Complete the following:
A – According to the article on the care home REIT, how many properties and beds are in IHR's portfolio?
B – Say whether each statement agrees with the article on the care home REIT: (i) IHR's property portfolio was valued at £569m at the end of June. (ii) All of IHR's leases are re-set annually at RPI. (iii) IHR operates with a gearing level of 20%.

Provided text:
────
The UK care home provider that pays a 5.5% inflation-linked yield
The markets seem to be facing two equally unappealing scenarios; either runaway inflation or recession brought on by too much central bank tightening. There are not many investment propositions that can withstand these diametrically opposite threats, which makes the Impact Healthcare REIT (LON: IHR) something of a rarity.
IHR provides a well-managed exposure to UK care homes with a property portfolio valued at £569m at the end of June. This takes the form of long-term, inflation-linked leases with no breaks that are fully repairing and insuring in nature.
It will come as no surprise that it was one of the few property investment companies that continued to achieve 100% rent collection and maintain its dividend targets, despite the Covid-19 pandemic.
Looking after vulnerable, elderly people is obviously an essential social service that will continue regardless of the state of the economy, with the care home provider tenants in good financial shape. Even if the central bank backs off and lets inflation run hotter for longer, the real returns would still be protected by the inflation-linked nature of the leases.
Impressive results
An analysis of the interim accounts for the six months to the end of June reveal an NAV total return of 6.2%, with the trust on track to meet its nine percent total return target for the year. The contractual rent roll was up 10.7% from the equivalent period in 2021, while the adjusted earnings per share showed a 12% increase.
IHR’s portfolio consists of 131 properties with 7,161 beds and is fully let with the weighted average unexpired lease term to the first break being 19.9 years. The fund now offers a prospective yield of 5.5% with quarterly distributions that is fully covered by earnings, which the broker Winterflood describes as attractive, particularly given that it is being achieved with a conservative level of gearing of 20%.
All of the leases are long-term and inflation-linked, although 90% are re-set annually at RPI with a floor of two percent per annum and a cap of four percent, while a further eight percent have a floor of one percent and a cap of five percent. There are also two leases with the NHS that are re-set annually in line with the CPI.
────
The data:
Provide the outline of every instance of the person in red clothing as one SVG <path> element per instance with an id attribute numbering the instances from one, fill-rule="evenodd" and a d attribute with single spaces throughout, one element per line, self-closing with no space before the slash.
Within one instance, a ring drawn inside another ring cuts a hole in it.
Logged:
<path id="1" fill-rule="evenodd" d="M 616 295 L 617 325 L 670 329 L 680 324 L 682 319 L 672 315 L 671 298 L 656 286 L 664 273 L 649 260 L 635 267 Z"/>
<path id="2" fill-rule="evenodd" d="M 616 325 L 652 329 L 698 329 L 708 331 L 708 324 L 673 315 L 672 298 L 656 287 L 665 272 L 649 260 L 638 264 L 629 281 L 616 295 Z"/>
────
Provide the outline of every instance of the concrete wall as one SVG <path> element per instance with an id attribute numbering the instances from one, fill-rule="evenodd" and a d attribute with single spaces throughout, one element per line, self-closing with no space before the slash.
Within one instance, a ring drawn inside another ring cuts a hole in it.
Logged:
────
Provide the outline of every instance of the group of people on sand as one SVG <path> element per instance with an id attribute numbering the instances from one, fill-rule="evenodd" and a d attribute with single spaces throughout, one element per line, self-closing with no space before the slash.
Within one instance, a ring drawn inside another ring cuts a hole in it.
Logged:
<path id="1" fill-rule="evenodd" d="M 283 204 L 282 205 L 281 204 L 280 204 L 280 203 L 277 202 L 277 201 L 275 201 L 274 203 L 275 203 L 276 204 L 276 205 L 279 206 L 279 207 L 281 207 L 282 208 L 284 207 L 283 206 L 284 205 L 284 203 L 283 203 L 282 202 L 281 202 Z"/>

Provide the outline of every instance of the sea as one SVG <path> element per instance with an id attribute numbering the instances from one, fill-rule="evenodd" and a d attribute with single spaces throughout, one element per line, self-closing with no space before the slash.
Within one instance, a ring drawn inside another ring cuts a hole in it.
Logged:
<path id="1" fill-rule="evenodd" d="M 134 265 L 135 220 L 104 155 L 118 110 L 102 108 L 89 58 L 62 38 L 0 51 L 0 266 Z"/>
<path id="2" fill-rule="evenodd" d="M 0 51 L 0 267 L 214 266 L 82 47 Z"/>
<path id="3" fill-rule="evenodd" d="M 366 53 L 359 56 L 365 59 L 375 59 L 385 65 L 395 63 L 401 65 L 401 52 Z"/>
────
Solutions to each task:
A – 131 properties with 7,161 beds.

B –
(i) Yes: "a property portfolio valued at £569m at the end of June"
(ii) No: "90% are re-set annually at RPI with a floor of two percent per annum and a cap of four percent"
(iii) Yes: "a conservative level of gearing of 20%"